Task: Show each line of the records below that contains the word "cloud", copying every such line in full.

▬▬▬▬▬▬▬▬▬▬

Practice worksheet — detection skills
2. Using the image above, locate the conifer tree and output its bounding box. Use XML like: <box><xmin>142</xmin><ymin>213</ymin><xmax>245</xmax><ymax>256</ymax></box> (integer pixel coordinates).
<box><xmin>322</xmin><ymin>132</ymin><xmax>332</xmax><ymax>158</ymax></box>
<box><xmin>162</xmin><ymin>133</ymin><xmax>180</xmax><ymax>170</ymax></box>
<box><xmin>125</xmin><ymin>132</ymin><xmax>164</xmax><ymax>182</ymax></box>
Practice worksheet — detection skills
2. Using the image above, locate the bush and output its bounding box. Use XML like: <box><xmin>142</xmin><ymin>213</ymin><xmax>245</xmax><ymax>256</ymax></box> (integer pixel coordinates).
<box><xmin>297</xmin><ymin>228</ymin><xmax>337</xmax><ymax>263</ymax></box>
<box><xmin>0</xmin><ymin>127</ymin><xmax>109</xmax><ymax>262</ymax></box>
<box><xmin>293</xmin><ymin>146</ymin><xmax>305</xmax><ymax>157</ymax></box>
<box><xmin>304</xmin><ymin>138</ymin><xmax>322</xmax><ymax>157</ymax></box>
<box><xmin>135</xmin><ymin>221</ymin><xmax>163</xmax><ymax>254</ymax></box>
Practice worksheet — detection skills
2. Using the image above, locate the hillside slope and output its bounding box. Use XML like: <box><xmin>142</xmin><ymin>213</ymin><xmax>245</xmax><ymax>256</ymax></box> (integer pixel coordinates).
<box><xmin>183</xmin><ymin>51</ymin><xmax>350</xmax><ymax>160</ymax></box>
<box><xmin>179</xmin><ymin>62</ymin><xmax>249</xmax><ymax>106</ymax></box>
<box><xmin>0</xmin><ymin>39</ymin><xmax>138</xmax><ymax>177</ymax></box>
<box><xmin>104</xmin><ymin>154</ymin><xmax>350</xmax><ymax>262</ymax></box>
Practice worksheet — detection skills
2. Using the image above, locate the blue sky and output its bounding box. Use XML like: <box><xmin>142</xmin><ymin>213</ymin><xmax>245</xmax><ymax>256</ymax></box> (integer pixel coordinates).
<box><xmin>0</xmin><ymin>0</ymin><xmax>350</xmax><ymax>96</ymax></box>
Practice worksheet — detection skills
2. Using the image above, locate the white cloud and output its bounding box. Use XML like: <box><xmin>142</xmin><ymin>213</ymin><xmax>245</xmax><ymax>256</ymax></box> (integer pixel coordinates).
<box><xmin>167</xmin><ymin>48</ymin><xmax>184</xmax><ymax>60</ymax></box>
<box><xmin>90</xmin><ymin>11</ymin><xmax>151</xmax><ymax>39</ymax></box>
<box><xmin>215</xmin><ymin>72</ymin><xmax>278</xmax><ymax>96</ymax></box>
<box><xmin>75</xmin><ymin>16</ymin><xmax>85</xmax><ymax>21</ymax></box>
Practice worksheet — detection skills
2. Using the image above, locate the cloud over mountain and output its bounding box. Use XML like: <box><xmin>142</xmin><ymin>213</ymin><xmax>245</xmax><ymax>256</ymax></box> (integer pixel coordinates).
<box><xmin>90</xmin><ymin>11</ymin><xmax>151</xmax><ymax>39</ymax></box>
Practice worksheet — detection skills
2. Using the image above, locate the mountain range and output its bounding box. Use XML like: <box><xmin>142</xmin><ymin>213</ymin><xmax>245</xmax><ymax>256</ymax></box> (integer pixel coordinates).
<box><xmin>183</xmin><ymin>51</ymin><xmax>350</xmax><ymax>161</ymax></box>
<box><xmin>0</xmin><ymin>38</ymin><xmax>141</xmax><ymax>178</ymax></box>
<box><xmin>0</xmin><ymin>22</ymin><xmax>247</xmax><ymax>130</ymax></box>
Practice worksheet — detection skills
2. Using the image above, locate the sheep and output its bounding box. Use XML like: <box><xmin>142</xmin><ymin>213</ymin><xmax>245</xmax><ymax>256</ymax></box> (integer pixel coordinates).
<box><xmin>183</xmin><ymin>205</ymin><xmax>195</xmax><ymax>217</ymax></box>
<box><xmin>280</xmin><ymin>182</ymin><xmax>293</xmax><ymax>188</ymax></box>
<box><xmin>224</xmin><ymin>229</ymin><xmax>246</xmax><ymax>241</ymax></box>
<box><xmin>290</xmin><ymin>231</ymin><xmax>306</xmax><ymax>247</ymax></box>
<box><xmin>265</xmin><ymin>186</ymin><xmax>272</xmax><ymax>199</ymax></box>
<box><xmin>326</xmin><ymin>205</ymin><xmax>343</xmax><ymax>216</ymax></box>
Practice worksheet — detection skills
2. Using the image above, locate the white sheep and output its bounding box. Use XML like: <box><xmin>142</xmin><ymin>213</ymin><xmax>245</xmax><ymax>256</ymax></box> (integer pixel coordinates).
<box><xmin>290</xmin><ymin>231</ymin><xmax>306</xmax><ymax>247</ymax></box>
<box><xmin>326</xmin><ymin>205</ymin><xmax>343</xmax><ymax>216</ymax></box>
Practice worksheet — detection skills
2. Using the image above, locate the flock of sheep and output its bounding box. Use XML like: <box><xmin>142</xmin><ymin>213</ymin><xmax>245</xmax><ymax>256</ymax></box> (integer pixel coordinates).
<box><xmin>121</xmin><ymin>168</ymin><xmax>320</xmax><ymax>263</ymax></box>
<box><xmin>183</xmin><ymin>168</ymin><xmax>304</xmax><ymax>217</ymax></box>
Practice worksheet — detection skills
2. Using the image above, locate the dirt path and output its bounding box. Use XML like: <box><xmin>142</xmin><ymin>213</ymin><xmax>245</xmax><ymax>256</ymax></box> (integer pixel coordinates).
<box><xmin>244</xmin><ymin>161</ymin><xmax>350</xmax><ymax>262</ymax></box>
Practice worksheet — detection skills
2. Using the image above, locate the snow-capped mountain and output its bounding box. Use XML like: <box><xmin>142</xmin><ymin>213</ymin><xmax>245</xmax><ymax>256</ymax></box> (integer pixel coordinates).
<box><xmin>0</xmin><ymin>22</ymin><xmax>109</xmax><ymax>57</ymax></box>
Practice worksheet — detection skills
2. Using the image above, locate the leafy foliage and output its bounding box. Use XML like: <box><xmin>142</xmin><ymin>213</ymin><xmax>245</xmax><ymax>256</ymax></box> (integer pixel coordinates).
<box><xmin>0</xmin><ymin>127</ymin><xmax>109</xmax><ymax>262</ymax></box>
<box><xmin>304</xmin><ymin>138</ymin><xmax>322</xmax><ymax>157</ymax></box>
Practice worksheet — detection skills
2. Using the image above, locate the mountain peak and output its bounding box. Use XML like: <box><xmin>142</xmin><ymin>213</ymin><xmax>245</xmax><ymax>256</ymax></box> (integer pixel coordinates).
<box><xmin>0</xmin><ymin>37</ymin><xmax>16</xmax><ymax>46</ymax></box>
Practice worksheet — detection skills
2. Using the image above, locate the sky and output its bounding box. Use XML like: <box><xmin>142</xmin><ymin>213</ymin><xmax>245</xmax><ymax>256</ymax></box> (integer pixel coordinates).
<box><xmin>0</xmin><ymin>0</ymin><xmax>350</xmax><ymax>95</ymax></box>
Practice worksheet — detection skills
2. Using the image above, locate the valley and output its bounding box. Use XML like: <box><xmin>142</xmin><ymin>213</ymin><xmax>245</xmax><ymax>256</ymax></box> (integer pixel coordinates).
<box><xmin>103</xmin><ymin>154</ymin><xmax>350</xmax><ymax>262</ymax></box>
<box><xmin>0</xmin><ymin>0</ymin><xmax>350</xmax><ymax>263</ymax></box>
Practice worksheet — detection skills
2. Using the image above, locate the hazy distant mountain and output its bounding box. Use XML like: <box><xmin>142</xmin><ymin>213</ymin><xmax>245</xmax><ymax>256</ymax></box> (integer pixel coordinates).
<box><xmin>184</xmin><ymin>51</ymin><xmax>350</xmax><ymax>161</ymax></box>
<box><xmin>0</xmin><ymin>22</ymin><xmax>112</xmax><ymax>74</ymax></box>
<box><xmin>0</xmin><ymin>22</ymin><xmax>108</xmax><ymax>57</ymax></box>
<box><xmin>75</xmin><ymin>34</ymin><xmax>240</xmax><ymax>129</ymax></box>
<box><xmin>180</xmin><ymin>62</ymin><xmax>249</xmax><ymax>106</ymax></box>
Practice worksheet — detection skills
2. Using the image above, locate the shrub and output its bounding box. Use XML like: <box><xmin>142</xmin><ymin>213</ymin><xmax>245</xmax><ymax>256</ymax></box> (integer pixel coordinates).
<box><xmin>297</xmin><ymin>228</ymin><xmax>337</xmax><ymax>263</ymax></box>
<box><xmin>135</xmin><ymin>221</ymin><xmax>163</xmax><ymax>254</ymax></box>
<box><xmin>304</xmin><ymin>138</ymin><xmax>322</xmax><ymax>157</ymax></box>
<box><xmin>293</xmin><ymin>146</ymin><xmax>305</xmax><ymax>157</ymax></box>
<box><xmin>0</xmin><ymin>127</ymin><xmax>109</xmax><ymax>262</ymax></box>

▬▬▬▬▬▬▬▬▬▬

Exercise answer:
2. Using the image above, locate the white cloud and output its bounding box. Use XML like: <box><xmin>142</xmin><ymin>213</ymin><xmax>245</xmax><ymax>256</ymax></box> (integer pixel coordinates).
2. Using the image above, locate the cloud over mountain and output its bounding box. Use XML like: <box><xmin>142</xmin><ymin>213</ymin><xmax>245</xmax><ymax>256</ymax></box> (integer pixel coordinates).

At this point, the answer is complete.